■ **Your instructions**
Can you retype every item below line for line, keeping each character unchanged?
Start Records supplied
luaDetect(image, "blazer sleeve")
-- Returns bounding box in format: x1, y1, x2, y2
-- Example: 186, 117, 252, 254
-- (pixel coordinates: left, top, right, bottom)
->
End Records supplied
■ **Output**
luaDetect(image, "blazer sleeve")
-- Returns bounding box in format: x1, y1, x2, y2
-- Example: 186, 117, 252, 254
-- (pixel coordinates: left, top, right, bottom)
->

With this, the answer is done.